> _SUPPLIED MATERIAL_

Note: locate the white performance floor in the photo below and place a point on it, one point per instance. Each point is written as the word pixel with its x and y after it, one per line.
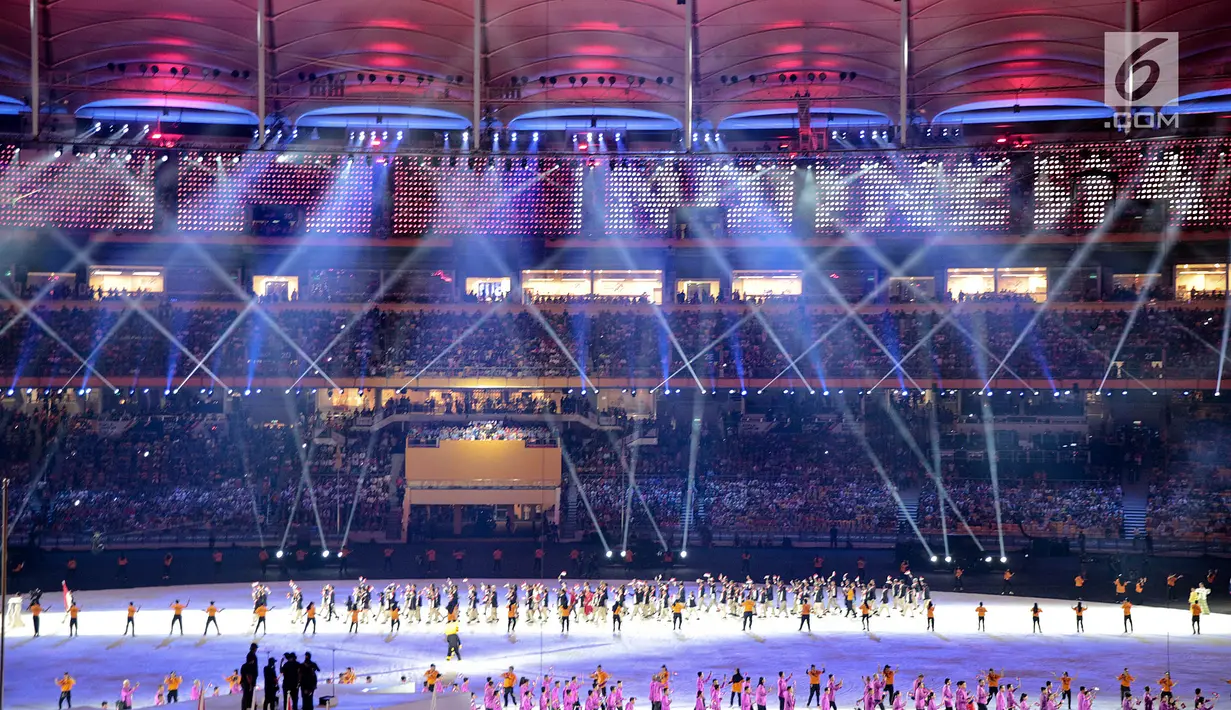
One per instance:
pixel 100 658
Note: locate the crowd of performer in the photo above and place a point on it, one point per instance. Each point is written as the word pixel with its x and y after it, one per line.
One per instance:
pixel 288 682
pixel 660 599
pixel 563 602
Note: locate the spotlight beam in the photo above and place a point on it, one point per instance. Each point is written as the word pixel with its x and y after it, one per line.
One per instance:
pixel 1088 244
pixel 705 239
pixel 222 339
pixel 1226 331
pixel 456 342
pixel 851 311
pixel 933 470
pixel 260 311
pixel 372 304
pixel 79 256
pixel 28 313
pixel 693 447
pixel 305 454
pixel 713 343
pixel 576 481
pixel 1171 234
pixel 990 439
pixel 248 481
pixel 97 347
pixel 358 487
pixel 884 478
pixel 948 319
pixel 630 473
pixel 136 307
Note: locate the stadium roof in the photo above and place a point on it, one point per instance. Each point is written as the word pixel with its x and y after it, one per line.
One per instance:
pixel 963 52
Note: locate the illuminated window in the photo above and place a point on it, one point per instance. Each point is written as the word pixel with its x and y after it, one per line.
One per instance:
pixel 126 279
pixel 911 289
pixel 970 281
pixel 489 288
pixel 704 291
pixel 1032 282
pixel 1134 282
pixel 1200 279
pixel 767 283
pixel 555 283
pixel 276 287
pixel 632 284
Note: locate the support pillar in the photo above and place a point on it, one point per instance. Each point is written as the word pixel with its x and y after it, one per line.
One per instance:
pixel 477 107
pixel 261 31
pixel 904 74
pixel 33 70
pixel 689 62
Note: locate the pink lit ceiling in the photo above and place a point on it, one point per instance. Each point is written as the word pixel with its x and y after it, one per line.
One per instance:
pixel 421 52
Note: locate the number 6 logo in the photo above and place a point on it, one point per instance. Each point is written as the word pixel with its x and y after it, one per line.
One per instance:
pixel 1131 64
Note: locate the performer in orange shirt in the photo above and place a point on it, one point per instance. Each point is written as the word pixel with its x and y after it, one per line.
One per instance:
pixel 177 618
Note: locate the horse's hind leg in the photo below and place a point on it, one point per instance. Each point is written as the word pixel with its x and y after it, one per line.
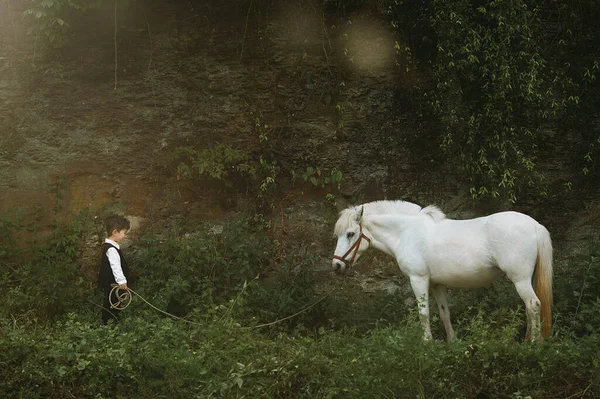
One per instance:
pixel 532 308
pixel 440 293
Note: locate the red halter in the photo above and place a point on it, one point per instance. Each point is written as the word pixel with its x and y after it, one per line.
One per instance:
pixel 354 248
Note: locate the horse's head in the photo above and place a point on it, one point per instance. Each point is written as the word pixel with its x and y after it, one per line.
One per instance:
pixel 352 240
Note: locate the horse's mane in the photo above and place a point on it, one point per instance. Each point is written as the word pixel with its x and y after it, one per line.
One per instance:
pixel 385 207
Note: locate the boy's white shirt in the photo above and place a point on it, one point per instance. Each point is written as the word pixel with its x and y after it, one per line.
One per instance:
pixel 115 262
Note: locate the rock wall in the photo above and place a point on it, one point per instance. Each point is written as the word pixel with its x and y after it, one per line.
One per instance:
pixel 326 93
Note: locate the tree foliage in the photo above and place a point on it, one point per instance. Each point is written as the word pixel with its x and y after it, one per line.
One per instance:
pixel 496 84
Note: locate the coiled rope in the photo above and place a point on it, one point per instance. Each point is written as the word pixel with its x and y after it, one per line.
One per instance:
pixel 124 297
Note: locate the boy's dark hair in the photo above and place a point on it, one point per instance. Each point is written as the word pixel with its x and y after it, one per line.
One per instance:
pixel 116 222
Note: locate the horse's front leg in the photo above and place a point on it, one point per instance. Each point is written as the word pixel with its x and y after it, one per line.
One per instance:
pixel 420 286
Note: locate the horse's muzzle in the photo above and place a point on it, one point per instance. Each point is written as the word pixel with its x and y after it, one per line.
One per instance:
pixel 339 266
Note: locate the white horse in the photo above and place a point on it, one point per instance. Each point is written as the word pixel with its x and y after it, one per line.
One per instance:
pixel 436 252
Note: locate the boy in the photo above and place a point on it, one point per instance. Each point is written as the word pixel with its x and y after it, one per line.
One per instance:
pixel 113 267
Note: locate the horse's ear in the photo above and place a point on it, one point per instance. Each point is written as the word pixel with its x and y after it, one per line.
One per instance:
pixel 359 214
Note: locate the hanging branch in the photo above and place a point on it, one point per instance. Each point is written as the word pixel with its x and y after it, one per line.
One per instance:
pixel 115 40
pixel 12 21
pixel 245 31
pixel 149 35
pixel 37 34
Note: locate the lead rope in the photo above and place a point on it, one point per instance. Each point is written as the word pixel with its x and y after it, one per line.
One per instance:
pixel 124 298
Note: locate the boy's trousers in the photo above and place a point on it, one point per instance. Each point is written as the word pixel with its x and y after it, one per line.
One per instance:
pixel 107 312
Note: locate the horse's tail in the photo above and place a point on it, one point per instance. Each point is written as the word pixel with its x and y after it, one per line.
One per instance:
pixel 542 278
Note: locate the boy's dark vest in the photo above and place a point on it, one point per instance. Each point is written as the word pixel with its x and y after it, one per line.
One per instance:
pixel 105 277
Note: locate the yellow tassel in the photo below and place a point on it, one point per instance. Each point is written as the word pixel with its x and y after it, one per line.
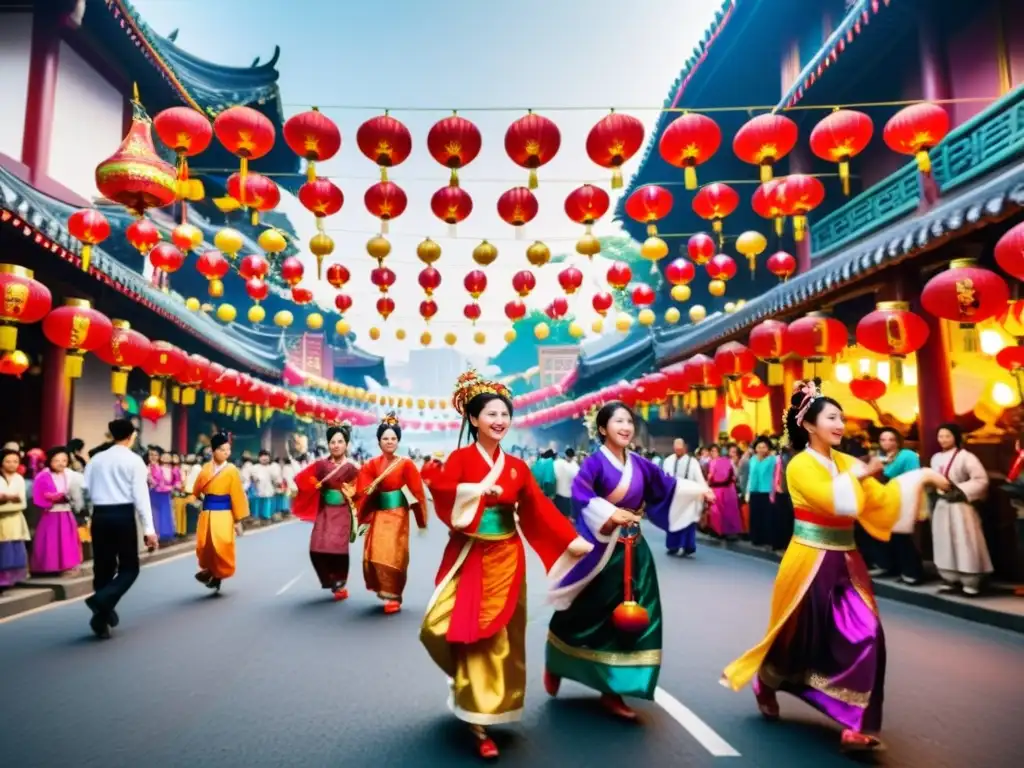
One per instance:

> _DO THIS_
Output every line of the rows above as a JSON list of strings, one string per line, with blank lines dropped and the pictures left out.

> _EXERCISE OUTPUT_
[
  "Note: locate the white performance floor in the photo below and place a point on it, one point per instance. Each point is written as the word pixel with its x and y after it, one per line.",
  "One per instance:",
  "pixel 100 658",
  "Note: locate the crowd of performer in the photo above and place a point on it, one point per instance. Each point is written as the word pixel with its x and y after it, one per line.",
  "One per instance:",
  "pixel 288 682",
  "pixel 660 599",
  "pixel 563 602",
  "Note: locate the spotlight beam in the photo above and place a point on it, one point per instance. Each point is written as the word pixel with its x and y after it, one per line.",
  "One per instance:",
  "pixel 1088 244",
  "pixel 705 239",
  "pixel 222 339",
  "pixel 1226 331",
  "pixel 456 342",
  "pixel 851 311",
  "pixel 933 470",
  "pixel 260 311",
  "pixel 372 304",
  "pixel 79 256",
  "pixel 28 313",
  "pixel 693 447",
  "pixel 305 454",
  "pixel 713 343",
  "pixel 576 481",
  "pixel 1171 234",
  "pixel 990 439",
  "pixel 248 481",
  "pixel 97 347",
  "pixel 358 487",
  "pixel 884 478",
  "pixel 948 319",
  "pixel 630 473",
  "pixel 136 307",
  "Note: locate the stadium roof in the photo above and place a point on it, one point per instance. Each point is written as the word pixel with its x and y after it, one per line.",
  "One per instance:",
  "pixel 963 52",
  "Note: locate the illuminated window in the photo above and place a point on it, one point per instance. Each point is written as the word pixel with its x and y after it, one per line.",
  "One per instance:",
  "pixel 126 279",
  "pixel 911 289",
  "pixel 970 281",
  "pixel 489 288",
  "pixel 704 291",
  "pixel 1032 282",
  "pixel 1134 282",
  "pixel 1200 279",
  "pixel 767 283",
  "pixel 555 283",
  "pixel 276 287",
  "pixel 632 284",
  "Note: locate the support pillar in the photo above and place a point on it, one point per instance. Each point is written as the word pixel with its x and y after it, one per line.",
  "One per instance:",
  "pixel 477 107",
  "pixel 261 31",
  "pixel 904 74",
  "pixel 33 70",
  "pixel 689 62",
  "Note: locate the pink lit ceiling in the photo above and place a point on it, one point per instance. Each point is written as the word pixel with its x and y after it, one per line.",
  "One per instance:",
  "pixel 421 52",
  "Note: locate the number 6 logo in the photo above and place a point on it, one point per instance. Each point is written as the word pixel with its x and y after it, one per line.",
  "One per instance:",
  "pixel 1131 64",
  "Note: locate the performer in orange shirt in the photo above and place a point on it, one point per instance. Each point is written as the word pixel with its x and y after it, one per line.",
  "One per instance:",
  "pixel 177 618",
  "Note: locate the horse's hind leg in the photo below and place a point on it, one point per instance. Each point is written as the word pixel with its x and y after it, one per line.",
  "One per instance:",
  "pixel 532 308",
  "pixel 440 293",
  "Note: locate the red halter in the photo above and place a point on it, one point per instance. Each point is written as the word pixel with its x and y after it, one per line.",
  "One per instance:",
  "pixel 354 248",
  "Note: locate the horse's head in the photo above and place a point on it, one point per instance. Each point is written as the word pixel with its x and y after it, one per line.",
  "One per instance:",
  "pixel 352 240",
  "Note: locate the horse's mane in the photo above and place a point on it, one point per instance. Each point is written as the word pixel with its x and y after it, one per line.",
  "One per instance:",
  "pixel 385 207",
  "Note: locate the boy's white shirt in the photo above and place a point on it, one point per instance. Each point is written as the word pixel with its x and y after it, one per line.",
  "One per instance:",
  "pixel 115 262",
  "Note: locate the rock wall in the photo above and place a point on it, one point per instance. Each point is written as the word pixel with its x and y after it, one per line.",
  "One per instance:",
  "pixel 326 93",
  "Note: locate the tree foliage in the photo above and place a point on it, one point per instance. Each point is written as the word pixel with its x and y after it, one per line.",
  "One per instance:",
  "pixel 496 84",
  "Note: locate the coiled rope in the photo above and place a point on it, one point per instance. Each point is written as the word pixel with its x and y after it, one per line.",
  "One per instance:",
  "pixel 124 297",
  "Note: locate the boy's dark hair in the photo above and place a point on it, one point per instance. Each point is written as the word pixel with its x and y after it, one per line.",
  "One per instance:",
  "pixel 116 222",
  "Note: locate the horse's front leg in the photo above and place a point on it, one point per instance. Each point is written as the word pixel with its x and y after it, one per line.",
  "One per instance:",
  "pixel 420 286",
  "Note: locate the horse's muzzle in the photo above and place a point on it, one point per instance. Each point is written as the word pixel with its x and y after it, one per line.",
  "One per instance:",
  "pixel 339 266",
  "Note: locate the white horse in the photo above and place a point on it, one point per instance. Each point is written as the word pixel with its x and y after it, one per line.",
  "One per instance:",
  "pixel 436 252",
  "Note: locate the boy in the photo above and place a point on it, one point per instance. Each point is written as the word pixel with its x and y after it, one per line.",
  "One per instance:",
  "pixel 113 267",
  "Note: locate the horse's ear in the photo above and place a point on it, one point per instance. Each point is written as the word pixel with its x and y after it, one per line.",
  "One per instance:",
  "pixel 359 214",
  "Note: locate the hanging branch in the photo above and place a point on it, one point per instance. Each point is written as the word pixel with its x and y after it, one per line.",
  "One per instance:",
  "pixel 115 40",
  "pixel 12 21",
  "pixel 245 31",
  "pixel 149 35",
  "pixel 37 34",
  "Note: locate the lead rope in the photo above and place a point on it, one point per instance. Each point is written as the word pixel with its x and y after it, one per line.",
  "One per instance:",
  "pixel 124 298",
  "Note: locate the boy's trousers in the photo above and place a point on it, one point per instance. Each point is written as the word pixel with its x and y after it, one per line.",
  "One per instance:",
  "pixel 107 312",
  "Note: locate the horse's tail in the photo above and place a point on it, one point per instance. Each point is written as the word pixel with its x and y after it, one per line.",
  "One per instance:",
  "pixel 542 278",
  "Note: locate the boy's dark vest in the photo above and place a point on it, one point per instance. Each point is written as the word pixel with its x and y after it, one per line.",
  "One per instance:",
  "pixel 105 277",
  "Note: locate the yellow tassel in the photo below and place a point on it, one point per instance. Each point is written as the word pixel with its x and y after it, one per line.",
  "One per instance:"
]